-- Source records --
⟨

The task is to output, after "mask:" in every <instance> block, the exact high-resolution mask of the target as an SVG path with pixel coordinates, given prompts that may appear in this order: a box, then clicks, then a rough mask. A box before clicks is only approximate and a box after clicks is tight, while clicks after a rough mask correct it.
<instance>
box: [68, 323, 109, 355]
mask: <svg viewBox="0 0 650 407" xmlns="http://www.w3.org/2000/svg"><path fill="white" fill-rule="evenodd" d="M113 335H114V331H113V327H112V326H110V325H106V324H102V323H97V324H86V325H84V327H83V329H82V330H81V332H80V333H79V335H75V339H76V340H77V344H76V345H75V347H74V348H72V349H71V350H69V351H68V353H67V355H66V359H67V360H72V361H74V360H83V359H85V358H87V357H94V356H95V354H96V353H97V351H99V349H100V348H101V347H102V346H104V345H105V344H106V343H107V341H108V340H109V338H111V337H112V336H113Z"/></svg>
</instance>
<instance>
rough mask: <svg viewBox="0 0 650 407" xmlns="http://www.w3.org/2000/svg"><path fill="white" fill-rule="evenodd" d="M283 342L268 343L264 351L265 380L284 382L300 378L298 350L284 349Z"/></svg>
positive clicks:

⟩
⟨

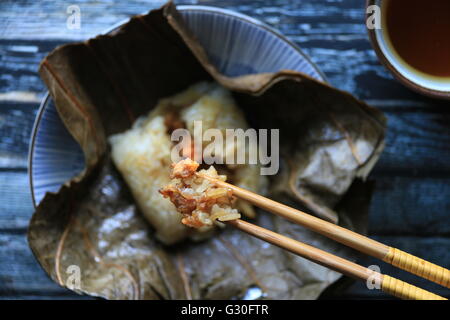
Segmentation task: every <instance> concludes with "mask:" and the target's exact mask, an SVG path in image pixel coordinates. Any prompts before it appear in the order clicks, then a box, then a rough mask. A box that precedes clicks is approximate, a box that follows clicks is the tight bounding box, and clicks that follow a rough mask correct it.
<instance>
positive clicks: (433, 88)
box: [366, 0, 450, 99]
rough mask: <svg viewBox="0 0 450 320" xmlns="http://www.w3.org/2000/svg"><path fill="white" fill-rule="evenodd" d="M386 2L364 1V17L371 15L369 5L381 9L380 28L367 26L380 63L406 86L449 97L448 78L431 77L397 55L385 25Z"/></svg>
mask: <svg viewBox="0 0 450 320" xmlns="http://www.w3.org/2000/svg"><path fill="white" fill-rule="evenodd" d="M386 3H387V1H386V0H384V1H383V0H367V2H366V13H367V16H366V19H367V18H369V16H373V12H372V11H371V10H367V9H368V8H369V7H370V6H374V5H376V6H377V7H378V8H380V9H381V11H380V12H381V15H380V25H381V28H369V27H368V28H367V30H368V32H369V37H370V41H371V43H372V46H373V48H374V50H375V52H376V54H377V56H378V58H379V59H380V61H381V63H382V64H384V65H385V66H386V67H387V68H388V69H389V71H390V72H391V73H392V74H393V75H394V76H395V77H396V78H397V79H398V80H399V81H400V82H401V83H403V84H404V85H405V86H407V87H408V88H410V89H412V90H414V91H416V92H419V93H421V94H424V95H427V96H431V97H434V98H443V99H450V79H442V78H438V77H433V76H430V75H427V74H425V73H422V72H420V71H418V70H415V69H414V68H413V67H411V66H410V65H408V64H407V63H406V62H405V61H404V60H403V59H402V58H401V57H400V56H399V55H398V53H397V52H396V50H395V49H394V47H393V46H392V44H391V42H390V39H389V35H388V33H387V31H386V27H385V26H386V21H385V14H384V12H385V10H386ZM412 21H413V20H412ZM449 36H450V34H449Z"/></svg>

⟩

-- ACTIVITY --
Repeat everything from the line that contains "The task is" down to the line that contains "box: [68, 323, 109, 355]", both included, without changing anything.

-- WRITTEN SOLUTION --
The task is to output, after "mask:" in every <instance> block, the exact high-resolution mask of the target as an SVG path with pixel coordinates, given prompts that may appear in this order: a box, then clicks, then a rough mask. A box before clicks is only approximate and a box after clicks is tight, while clicks after a rough mask correct it.
<instance>
box: [68, 323, 109, 355]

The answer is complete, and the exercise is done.